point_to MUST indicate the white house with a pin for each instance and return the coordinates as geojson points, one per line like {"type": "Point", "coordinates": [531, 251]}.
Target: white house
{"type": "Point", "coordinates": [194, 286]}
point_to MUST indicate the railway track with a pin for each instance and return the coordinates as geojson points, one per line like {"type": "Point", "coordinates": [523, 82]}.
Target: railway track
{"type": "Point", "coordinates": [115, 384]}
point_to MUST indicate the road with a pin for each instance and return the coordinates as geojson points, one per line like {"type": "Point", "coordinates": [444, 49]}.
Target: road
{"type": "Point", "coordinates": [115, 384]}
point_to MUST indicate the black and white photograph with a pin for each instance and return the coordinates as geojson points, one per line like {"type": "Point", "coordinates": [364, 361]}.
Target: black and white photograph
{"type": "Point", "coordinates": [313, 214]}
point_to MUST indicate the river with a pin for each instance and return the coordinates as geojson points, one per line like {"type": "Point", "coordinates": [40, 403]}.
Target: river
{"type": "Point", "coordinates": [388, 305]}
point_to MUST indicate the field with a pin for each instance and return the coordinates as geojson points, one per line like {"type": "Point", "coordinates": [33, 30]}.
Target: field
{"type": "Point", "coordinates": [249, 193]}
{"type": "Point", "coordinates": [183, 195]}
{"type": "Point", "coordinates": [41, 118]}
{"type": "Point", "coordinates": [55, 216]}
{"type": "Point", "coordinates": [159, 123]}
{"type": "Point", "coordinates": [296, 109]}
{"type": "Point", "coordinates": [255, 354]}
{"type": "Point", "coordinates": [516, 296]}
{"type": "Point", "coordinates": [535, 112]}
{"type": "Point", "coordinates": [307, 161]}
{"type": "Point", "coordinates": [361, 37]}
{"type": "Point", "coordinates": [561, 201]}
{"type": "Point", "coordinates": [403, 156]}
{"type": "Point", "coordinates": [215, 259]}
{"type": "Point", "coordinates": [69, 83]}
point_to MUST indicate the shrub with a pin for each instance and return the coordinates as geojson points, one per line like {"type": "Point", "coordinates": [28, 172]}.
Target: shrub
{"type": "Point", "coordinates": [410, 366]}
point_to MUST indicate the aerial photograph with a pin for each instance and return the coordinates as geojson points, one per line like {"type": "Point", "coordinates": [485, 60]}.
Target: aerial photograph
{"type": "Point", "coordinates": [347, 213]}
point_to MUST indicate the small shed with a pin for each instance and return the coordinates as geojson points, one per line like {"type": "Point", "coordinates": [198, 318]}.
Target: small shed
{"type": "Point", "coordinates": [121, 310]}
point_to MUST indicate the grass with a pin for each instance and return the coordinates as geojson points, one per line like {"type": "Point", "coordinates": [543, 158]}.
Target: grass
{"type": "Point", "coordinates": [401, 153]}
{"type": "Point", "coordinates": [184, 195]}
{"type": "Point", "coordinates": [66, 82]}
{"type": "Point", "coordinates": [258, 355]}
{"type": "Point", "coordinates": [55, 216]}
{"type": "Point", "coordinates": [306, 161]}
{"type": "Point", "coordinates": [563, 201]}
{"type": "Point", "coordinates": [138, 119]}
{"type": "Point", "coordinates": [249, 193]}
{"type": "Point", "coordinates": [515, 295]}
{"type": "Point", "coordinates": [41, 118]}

---

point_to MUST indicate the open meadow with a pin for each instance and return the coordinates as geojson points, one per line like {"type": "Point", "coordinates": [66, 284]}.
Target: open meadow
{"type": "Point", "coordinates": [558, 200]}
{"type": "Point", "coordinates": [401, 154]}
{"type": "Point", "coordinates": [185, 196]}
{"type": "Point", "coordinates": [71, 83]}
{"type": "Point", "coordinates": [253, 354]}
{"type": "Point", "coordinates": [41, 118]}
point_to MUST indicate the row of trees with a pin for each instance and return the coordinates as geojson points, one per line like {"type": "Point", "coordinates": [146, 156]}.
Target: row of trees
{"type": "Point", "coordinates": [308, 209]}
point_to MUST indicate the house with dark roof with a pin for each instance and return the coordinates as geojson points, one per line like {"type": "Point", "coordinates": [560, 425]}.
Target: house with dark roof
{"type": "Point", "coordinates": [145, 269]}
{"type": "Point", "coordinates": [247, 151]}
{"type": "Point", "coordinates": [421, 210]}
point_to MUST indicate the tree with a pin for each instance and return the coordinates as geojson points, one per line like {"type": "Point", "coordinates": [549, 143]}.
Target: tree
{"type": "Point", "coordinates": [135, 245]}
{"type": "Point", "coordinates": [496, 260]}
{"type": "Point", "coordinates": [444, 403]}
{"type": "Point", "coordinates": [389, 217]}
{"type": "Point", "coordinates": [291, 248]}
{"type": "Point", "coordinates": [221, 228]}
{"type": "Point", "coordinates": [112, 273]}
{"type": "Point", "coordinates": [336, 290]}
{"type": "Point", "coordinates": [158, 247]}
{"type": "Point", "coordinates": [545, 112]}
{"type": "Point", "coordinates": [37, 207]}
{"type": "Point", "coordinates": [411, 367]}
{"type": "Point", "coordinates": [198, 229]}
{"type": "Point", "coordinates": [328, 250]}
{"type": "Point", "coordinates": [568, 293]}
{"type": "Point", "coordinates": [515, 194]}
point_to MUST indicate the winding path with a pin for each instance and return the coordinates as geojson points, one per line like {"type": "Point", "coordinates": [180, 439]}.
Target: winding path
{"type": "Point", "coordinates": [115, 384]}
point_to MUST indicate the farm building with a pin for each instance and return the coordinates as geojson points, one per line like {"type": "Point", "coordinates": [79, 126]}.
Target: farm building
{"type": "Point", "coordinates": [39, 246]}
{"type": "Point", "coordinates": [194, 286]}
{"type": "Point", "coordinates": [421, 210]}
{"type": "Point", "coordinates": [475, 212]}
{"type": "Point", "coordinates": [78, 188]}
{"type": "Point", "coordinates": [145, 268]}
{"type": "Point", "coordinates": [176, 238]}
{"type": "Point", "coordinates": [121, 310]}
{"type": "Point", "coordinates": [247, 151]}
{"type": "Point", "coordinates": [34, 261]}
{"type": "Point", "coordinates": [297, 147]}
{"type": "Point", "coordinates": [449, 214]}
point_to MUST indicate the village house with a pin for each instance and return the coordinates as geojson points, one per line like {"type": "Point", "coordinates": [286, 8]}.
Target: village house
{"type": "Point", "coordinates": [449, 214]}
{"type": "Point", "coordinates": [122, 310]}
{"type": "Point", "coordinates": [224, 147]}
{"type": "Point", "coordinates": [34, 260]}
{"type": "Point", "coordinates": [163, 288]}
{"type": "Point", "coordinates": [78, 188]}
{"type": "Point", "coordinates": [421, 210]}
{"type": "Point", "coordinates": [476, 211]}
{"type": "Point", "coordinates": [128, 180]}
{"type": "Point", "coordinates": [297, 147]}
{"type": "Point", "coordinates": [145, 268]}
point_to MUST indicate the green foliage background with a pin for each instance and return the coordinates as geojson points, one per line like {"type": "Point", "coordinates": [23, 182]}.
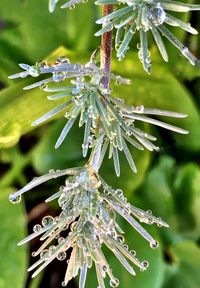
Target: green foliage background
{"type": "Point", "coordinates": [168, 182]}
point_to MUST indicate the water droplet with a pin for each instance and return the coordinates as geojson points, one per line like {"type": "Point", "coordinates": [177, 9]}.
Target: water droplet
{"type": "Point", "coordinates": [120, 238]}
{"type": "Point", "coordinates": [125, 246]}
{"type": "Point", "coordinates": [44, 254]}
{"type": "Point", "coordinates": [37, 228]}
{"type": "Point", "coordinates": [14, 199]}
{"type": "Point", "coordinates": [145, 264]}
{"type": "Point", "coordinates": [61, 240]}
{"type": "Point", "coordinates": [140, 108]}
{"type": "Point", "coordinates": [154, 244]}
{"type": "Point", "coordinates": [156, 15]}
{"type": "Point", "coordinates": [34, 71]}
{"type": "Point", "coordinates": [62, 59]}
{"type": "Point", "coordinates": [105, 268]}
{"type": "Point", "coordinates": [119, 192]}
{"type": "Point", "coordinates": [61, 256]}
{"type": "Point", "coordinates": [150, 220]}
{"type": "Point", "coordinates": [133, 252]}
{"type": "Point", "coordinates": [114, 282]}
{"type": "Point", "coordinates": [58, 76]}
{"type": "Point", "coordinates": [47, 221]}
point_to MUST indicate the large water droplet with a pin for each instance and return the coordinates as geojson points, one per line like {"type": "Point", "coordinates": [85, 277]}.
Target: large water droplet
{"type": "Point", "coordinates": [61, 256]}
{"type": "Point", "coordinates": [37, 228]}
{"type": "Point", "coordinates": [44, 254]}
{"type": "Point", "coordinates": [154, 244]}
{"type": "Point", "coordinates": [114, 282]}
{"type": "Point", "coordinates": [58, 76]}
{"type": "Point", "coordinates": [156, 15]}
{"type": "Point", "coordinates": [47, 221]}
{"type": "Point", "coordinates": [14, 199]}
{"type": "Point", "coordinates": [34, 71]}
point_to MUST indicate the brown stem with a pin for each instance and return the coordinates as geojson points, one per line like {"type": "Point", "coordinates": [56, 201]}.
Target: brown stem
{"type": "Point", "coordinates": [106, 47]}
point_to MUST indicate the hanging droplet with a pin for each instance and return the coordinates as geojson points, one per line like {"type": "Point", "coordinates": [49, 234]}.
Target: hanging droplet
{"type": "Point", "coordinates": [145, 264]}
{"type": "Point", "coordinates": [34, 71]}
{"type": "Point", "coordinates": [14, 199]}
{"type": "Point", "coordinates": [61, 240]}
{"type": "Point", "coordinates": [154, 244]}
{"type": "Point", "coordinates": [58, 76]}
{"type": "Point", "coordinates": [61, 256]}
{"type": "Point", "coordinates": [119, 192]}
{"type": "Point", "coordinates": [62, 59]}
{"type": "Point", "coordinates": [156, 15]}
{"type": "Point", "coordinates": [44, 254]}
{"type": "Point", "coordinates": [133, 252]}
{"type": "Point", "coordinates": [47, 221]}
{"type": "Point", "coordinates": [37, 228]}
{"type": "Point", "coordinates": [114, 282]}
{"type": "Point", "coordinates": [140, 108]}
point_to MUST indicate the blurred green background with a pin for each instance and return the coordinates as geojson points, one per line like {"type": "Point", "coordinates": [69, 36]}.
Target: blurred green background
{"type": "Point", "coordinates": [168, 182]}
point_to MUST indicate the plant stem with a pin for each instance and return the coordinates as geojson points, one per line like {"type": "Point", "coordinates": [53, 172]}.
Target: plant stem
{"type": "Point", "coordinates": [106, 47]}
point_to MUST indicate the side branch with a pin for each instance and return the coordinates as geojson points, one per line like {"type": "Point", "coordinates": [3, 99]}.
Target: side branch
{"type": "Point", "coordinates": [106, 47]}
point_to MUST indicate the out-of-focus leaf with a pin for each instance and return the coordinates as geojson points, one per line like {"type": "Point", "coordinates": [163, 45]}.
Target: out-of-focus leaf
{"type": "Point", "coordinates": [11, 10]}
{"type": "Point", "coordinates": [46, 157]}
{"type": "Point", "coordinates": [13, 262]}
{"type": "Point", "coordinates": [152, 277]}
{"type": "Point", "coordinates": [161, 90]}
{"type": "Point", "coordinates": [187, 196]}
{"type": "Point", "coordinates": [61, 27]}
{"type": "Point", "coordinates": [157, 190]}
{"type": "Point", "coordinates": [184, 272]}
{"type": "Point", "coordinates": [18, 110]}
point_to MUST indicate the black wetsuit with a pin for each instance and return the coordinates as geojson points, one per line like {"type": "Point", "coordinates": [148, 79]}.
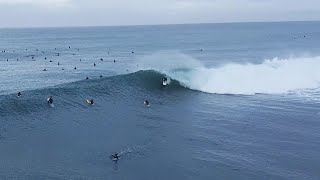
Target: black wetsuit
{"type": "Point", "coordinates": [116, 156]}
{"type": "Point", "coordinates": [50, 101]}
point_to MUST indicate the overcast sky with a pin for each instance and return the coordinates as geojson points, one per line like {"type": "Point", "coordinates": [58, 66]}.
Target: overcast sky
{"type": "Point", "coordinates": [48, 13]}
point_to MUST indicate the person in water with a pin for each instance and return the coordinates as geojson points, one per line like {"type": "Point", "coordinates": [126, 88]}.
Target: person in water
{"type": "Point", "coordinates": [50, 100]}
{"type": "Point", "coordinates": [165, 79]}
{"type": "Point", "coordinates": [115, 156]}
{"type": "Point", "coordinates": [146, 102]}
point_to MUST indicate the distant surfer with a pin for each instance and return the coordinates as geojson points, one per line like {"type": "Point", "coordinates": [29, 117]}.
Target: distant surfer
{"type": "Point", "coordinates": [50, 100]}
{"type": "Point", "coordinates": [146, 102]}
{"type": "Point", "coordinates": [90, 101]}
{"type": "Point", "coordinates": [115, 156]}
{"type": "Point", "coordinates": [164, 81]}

---

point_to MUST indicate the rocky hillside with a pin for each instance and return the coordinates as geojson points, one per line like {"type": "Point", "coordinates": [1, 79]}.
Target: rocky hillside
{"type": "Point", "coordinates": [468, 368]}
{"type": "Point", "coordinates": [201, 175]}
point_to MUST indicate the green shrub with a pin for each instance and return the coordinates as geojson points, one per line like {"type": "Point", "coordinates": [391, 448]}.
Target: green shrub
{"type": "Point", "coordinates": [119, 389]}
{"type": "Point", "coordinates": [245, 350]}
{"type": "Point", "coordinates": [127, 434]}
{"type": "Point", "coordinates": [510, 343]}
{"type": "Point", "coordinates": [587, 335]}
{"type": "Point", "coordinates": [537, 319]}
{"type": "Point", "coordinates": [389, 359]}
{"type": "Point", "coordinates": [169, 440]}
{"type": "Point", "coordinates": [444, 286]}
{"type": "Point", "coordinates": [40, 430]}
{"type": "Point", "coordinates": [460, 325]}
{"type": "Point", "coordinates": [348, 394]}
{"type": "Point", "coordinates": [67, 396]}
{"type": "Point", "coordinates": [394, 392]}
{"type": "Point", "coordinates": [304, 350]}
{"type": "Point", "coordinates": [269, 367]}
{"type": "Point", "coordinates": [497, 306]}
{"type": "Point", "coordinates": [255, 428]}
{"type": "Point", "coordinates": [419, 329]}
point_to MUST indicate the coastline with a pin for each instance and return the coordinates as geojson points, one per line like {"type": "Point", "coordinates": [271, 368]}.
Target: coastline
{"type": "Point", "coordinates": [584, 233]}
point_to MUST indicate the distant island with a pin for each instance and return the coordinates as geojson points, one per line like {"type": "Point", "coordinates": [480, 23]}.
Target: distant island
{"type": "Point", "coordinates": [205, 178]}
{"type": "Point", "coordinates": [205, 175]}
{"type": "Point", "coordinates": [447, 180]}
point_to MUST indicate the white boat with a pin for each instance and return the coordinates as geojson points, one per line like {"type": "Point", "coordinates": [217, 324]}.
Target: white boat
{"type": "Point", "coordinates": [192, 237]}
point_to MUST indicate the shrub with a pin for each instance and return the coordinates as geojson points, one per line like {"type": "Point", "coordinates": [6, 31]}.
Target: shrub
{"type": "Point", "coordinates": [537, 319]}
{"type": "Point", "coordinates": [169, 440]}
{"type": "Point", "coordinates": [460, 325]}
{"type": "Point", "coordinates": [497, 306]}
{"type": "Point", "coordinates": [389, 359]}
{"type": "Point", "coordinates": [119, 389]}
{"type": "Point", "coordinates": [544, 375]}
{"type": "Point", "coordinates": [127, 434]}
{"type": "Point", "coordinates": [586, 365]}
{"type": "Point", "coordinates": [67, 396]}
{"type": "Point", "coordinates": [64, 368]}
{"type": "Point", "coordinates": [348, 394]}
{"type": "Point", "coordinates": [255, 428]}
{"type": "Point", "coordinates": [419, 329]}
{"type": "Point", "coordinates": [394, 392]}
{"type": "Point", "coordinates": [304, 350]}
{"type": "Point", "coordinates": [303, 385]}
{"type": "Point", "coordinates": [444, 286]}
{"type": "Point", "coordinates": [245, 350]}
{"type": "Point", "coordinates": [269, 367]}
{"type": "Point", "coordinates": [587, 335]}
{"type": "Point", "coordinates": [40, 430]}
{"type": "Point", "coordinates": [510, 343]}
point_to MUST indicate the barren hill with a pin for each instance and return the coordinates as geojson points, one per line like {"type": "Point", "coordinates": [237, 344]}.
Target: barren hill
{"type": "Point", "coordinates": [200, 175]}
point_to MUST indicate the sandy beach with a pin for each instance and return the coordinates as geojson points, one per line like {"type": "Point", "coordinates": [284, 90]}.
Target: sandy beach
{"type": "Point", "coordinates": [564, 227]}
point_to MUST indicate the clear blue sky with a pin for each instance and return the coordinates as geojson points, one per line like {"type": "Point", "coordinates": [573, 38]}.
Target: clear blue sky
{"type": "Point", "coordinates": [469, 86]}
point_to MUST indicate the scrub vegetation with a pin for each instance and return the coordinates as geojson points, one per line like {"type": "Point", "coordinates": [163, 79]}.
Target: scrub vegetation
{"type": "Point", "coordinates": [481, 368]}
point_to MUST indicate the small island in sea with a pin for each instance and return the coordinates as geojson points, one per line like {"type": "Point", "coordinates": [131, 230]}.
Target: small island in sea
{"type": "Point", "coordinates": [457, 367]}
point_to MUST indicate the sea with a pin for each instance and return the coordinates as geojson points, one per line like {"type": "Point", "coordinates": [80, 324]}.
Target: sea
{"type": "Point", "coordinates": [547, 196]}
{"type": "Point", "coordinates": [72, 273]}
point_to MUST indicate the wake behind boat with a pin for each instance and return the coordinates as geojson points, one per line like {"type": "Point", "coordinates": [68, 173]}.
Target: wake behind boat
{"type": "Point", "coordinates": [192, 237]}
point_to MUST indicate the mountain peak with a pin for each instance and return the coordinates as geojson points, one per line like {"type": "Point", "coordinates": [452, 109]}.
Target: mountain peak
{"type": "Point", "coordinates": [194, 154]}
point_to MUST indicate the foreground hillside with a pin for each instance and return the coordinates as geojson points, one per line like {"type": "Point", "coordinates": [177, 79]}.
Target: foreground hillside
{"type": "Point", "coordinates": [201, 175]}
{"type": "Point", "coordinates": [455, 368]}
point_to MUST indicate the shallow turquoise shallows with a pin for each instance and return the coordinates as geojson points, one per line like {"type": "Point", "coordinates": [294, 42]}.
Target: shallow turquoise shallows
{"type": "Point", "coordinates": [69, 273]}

---

- Task objective
From the records above, pick out and copy every line that contains the string "shed".

- Solution for this problem
point_to MUST indicate the small shed with a pin for each instance and return the coordinates as geojson points, one per line like {"type": "Point", "coordinates": [198, 318]}.
Target: small shed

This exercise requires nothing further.